Assigned task:
Pick out each line in these entries that contains the string "blue".

Segment Start: Data for the task

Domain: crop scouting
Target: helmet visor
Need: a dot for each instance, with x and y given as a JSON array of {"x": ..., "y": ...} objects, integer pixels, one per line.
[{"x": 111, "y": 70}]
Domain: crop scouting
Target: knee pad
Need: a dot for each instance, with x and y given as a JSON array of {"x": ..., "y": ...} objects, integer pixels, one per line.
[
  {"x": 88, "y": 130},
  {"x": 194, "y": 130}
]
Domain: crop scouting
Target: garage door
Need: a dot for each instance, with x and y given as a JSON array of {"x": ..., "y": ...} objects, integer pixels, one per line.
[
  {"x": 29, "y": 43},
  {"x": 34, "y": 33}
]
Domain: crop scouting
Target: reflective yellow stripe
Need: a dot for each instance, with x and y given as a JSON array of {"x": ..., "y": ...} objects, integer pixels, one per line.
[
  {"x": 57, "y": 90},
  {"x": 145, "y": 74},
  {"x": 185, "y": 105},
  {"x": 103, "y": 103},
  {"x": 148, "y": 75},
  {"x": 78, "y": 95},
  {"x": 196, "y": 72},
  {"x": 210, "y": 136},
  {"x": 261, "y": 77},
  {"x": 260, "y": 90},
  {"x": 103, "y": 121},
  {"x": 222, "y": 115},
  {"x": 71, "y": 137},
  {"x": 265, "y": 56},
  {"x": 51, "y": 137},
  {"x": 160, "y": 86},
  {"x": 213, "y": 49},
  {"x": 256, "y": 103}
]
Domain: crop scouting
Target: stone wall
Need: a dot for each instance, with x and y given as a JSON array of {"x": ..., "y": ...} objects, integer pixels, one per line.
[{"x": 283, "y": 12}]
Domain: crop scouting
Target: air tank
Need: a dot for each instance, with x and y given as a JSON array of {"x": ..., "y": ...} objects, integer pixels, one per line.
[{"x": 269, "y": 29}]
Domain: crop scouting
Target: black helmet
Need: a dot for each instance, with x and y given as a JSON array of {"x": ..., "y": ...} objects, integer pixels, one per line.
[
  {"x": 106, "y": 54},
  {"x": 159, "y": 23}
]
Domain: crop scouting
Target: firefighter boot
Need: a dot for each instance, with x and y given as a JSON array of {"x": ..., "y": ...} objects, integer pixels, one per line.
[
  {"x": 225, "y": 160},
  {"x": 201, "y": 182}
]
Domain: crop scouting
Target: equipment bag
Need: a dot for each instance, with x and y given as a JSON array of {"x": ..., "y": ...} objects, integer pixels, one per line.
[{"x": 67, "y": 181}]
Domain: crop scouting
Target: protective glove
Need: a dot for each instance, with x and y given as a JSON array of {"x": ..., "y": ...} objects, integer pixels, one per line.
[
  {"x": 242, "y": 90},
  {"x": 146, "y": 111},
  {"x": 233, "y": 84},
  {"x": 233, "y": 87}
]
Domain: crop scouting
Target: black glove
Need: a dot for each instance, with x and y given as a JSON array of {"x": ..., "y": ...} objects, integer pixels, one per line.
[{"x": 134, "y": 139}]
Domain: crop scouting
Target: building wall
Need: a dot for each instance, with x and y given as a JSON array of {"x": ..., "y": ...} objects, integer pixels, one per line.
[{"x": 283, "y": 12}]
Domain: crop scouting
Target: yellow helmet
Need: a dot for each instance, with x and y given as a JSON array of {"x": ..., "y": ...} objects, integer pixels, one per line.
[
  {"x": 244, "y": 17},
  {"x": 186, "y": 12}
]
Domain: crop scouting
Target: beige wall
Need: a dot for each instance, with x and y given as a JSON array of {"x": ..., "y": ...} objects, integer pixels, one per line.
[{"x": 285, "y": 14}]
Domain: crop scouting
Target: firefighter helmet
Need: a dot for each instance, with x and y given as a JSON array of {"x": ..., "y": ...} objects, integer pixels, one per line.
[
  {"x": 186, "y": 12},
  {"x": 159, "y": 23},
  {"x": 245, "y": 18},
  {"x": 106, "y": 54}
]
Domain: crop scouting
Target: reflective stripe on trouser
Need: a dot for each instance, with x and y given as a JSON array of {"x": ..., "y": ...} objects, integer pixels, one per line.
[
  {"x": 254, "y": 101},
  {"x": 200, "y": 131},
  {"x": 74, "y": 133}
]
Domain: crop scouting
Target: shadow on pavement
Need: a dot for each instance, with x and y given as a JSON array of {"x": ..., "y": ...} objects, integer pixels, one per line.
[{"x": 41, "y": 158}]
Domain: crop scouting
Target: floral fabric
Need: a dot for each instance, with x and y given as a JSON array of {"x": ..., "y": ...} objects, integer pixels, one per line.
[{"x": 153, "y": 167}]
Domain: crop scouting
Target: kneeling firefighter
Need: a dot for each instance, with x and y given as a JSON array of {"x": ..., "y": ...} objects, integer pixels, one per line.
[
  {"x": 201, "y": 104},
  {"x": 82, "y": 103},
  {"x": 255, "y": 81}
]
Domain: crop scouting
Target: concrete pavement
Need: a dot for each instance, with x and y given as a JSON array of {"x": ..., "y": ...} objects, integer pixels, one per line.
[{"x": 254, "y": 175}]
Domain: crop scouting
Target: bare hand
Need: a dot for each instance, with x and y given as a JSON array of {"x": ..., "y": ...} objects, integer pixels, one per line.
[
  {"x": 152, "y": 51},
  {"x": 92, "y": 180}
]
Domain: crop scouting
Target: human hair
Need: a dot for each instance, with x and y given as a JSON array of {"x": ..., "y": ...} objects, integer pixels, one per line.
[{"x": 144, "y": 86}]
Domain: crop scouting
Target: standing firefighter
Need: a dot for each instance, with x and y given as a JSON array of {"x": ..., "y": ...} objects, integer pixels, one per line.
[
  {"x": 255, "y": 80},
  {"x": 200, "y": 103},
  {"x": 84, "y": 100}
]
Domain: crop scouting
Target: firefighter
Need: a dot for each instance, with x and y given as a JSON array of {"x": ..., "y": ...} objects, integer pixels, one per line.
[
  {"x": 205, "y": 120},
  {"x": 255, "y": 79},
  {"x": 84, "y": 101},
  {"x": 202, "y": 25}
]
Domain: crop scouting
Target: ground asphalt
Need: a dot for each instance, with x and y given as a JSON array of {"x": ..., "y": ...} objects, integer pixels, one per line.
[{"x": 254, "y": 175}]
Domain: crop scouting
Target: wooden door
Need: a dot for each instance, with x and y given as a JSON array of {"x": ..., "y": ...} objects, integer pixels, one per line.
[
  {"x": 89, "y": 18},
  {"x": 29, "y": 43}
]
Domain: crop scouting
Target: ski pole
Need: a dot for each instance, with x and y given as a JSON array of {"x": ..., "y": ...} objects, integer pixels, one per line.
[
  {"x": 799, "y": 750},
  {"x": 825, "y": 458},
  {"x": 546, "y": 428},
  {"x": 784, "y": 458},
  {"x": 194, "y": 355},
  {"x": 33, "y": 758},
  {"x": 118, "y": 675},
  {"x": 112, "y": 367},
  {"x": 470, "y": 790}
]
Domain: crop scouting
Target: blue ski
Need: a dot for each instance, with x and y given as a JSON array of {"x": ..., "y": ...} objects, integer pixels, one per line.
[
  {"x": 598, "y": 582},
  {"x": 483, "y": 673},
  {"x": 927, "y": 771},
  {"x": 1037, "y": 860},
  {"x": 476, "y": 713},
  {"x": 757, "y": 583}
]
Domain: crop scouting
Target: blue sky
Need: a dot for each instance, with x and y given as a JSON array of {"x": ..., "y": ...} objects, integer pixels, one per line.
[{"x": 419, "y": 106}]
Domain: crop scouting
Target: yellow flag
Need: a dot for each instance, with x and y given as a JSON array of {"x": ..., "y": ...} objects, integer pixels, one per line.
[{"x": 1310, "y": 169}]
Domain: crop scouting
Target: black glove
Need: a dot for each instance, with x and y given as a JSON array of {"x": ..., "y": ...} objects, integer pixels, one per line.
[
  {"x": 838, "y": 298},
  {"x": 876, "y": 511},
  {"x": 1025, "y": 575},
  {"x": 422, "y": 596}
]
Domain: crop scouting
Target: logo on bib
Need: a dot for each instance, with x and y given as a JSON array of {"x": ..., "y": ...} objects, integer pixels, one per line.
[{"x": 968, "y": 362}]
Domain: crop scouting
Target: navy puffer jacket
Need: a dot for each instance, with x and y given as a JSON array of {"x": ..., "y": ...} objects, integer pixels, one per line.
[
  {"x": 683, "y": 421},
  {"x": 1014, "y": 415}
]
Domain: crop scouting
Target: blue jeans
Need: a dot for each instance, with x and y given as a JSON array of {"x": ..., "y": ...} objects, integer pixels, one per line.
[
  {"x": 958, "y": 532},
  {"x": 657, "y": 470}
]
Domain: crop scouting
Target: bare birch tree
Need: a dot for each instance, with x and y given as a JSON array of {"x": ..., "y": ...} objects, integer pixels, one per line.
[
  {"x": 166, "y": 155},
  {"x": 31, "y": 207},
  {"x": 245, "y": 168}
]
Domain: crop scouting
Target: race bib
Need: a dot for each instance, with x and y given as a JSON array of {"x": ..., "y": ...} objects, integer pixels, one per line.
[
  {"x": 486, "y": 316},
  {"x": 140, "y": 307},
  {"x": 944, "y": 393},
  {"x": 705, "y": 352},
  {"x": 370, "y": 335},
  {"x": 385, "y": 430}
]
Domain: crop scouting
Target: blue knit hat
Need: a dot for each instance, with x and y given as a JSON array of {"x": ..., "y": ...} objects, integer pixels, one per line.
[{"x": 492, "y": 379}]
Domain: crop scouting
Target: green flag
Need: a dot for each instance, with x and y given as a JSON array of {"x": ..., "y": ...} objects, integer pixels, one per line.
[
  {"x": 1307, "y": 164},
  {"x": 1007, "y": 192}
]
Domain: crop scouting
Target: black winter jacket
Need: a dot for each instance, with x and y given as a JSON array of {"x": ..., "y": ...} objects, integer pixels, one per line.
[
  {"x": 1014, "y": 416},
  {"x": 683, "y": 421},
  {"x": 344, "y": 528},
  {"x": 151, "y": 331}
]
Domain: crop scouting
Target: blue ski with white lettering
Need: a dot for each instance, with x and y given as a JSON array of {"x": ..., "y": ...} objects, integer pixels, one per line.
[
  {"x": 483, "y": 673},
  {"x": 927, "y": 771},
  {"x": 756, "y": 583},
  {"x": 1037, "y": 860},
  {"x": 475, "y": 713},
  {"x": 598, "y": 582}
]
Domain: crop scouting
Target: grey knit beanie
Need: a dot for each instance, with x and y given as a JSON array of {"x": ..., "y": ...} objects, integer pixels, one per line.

Segment End: Data for the task

Solution:
Target: blue ski
Target: blue sky
Target: blue jeans
Target: blue knit hat
Target: blue ski with white lettering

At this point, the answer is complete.